PASSAGE TO READ -

START

A spring bear hunt sometimes becomes a fall bear hunt when you're holding out for big bruins.

Spring Bear Adventure Becomes Fall Hunt

Chuck Adams’ 2023 Wyoming black bear was large, with a gorgeous brown coat; however, he knows larger ones will be lurking when the 2024 season begins.

Sunrise was still a pink promise when a dark blob appeared. It floated through foot-high grass, paused several times and finally stopped 14 yards below my stand. Legal shooting light was 10 minutes away, but I could clearly see the critter through my 10X binoculars.

The bear was large, his shoulders scant inches below the top of the 35-inch bait barrel. He appeared to be dark brown, but it was tough to tell for sure. The area where I bowhunt bears in Wyoming has several color phases, from jet black to brown, cinnamon, red and blonde.

My heart was pounding like a bongo as the bruin reached in the bait hole and fished out a strip of beef. I had been sitting more than a week, and this was the first outsized animal I had seen. With a body nearly blotting out the barrel, this guy would surely score high in the record book. Black bears in my neck of the woods tend to have large skulls, and just about any mature boar will beat the Pope and Young minimum score of 18.

The big bear stood for several seconds, but my heart sank when he suddenly whirled and galloped into the underbrush. I sat until 10 a.m. without seeing another critter.

It was late May 2023, and I was on my annual spring bear hunt with a few good Wyoming friends. State law allows each hunter two registered bait sites, and my pals and I have several sites adjacent to one another in a great bear spot. It is not unusual to see a half-dozen bears during a single sit, but really large bruins are never common. It takes patience and luck to see a whopper inside archery range.

I sometimes hear bowhunters sneering at the very idea of hunting black bears over bait.

END

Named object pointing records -
START

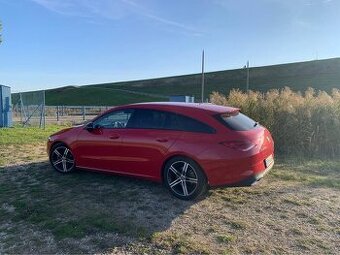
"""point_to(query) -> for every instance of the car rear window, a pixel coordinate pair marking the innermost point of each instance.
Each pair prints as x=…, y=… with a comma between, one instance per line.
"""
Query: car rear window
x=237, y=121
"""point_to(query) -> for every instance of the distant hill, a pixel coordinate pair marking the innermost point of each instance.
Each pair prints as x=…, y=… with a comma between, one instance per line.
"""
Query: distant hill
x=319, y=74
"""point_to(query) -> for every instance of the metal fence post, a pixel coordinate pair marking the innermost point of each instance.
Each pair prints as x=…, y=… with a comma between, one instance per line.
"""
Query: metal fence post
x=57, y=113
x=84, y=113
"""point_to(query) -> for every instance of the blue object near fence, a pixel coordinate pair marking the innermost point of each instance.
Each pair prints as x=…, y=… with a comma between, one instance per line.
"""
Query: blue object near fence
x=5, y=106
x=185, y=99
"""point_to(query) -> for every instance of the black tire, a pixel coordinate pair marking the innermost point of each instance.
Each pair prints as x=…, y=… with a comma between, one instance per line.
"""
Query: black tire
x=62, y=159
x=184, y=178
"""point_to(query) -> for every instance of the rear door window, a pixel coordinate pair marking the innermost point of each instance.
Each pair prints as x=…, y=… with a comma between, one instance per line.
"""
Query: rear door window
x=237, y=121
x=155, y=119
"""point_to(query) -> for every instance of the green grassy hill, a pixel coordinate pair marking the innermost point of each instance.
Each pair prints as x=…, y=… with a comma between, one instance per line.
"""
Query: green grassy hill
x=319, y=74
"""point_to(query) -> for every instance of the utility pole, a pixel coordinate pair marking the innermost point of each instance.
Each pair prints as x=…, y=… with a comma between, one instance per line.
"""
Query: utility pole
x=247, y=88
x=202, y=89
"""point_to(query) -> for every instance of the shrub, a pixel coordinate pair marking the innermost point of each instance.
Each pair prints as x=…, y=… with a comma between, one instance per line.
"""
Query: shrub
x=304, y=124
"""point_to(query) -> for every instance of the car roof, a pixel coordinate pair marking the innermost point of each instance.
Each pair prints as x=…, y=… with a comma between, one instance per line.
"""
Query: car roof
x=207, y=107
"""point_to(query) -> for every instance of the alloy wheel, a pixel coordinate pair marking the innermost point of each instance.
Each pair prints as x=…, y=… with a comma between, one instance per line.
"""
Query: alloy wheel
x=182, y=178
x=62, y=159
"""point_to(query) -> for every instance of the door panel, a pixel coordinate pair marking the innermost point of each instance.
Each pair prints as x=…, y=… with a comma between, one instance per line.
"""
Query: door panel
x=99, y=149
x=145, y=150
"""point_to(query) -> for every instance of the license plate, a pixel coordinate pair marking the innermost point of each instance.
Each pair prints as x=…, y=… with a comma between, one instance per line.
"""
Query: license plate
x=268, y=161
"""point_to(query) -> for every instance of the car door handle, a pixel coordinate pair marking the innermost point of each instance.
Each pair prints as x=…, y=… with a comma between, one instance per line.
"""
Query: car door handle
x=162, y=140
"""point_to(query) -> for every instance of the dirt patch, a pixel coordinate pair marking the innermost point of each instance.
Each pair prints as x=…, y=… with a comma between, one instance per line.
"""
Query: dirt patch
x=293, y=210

END
START

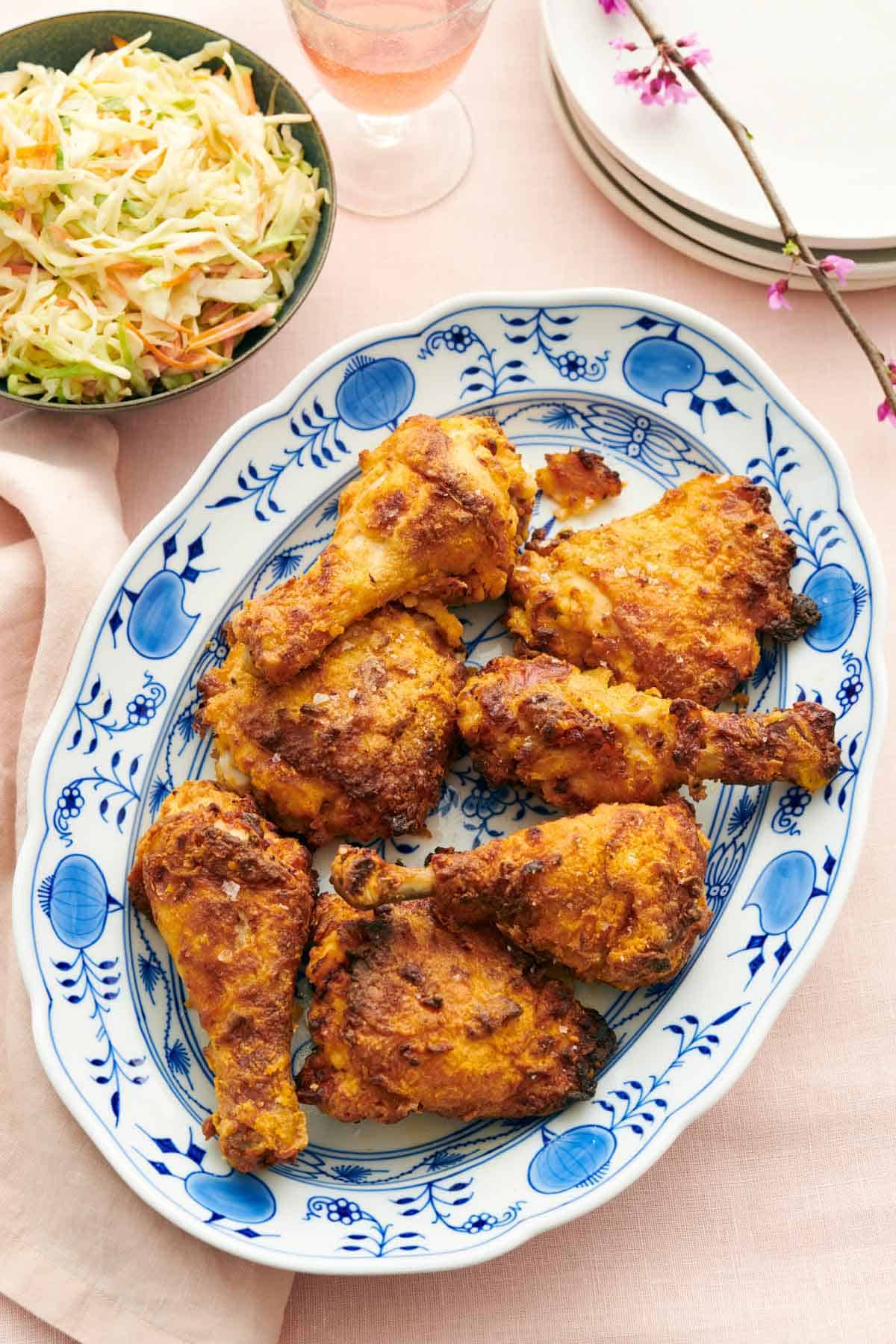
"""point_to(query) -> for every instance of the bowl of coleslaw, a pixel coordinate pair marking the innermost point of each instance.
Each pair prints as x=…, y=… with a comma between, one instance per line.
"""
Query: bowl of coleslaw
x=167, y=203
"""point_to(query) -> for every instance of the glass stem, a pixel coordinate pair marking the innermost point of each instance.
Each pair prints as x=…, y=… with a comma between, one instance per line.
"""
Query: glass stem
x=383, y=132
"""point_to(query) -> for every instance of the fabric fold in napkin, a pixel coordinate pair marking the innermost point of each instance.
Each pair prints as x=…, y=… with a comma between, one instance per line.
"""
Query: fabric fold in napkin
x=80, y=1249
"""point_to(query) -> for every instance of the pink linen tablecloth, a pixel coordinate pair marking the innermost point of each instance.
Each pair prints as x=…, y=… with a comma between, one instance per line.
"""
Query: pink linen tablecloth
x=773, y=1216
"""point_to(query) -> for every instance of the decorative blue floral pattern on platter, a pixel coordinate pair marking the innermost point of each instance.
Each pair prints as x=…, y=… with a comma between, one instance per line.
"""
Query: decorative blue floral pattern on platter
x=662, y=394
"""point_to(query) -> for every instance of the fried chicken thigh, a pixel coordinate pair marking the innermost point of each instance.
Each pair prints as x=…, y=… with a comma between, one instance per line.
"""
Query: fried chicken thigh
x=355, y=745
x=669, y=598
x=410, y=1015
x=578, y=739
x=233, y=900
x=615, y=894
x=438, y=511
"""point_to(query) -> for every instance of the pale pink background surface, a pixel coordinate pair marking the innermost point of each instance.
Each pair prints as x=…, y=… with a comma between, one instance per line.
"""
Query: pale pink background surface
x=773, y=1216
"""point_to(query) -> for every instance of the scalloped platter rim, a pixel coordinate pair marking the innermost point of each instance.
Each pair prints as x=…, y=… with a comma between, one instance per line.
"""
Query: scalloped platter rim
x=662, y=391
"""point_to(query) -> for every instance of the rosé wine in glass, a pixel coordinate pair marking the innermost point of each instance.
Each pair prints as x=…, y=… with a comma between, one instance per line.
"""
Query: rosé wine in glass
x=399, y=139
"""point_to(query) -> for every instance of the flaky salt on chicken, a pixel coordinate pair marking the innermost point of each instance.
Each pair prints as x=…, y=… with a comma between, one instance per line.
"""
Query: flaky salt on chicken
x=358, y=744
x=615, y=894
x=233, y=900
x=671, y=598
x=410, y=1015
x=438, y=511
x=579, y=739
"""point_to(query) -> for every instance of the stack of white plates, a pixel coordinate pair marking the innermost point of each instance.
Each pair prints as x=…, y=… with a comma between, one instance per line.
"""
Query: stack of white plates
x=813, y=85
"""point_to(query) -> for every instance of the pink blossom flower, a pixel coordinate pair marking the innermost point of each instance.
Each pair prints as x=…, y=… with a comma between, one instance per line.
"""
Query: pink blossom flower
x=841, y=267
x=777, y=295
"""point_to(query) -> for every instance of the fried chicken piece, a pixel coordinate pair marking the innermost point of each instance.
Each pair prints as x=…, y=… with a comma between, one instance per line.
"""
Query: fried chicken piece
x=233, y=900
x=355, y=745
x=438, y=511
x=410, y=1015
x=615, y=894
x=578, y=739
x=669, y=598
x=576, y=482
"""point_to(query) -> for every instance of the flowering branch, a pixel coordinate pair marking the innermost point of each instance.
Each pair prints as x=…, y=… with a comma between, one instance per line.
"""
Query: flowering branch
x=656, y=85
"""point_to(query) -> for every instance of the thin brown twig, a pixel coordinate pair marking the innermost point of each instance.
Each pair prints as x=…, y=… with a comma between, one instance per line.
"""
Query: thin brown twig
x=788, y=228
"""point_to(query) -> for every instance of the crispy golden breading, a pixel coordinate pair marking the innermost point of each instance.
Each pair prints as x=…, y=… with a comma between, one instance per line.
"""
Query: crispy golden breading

END

GIVEN PROBLEM A - Turn the paragraph of the bear hunting article that begins "It was late May 2023" into a short list that keeps its main facts.
GIVEN PROBLEM B - Write what comes next in the bear hunting article, starting after its last sentence.

WRITTEN REPLY A -
- In late May 2023, the writer was on a yearly spring bear hunt in Wyoming with a few good friends.
- State law lets each hunter have two registered bait sites, and the group has several sites next to each other in a great bear spot.
- Seeing about six bears in one sit is not unusual, but really large ones are never common.
- Getting a huge bear within bow range takes patience and luck.

WRITTEN REPLY B -
“Why would I want to shoot a bear with a doughnut in its mouth?” one guy asked me at a sports show. “What’s the challenge in that?”

I am the first to agree that spot-and-stalk mule deer hunting, bugling for elk or waiting on stand for a whitetail can be hard to beat for pure complexity and thrills. But most naysayers underestimate the difficulty of baiting hard-hunted black bears.

If you want to shoot any bear, the challenge might not be high. But holding out for a wise, old boar is never easy. Despite many days of trying, you might burn your tag.

At this stage of my life, I am not interested in shooting any legal animal. Been there, done that. The fun of spring black bear hunting is watching these entertaining clowns and waiting for a truly big guy. Large boars are cagey, usually feeding in half-light or no light at all after circling the bait to detect the slightest whiff of human odor. Really spooky characters are almost completely nocturnal unless they are chasing females in heat. Even during the May/June rut, trophy bears retain most of their caution — they rarely make mistakes.

Round Two

Large Wyoming bears did not make mistakes near my stands in the spring of 2023. On the last day of the bowhunt, I watched two youngsters scamper about and eat bait from my barrel. The only “keeper” I saw the whole trip was the bear that ran away just before shooting light.

Wyoming’s second black bear season opens in mid-August with a two-week, archery-only period followed by two months of general gun/bow hunting. I decided to resume bear baiting in late August before elk and deer hunting began. I dragged my custom bait barrels back into the woods, strapped them solidly to trees and set up elevated stands at less than 20 yards.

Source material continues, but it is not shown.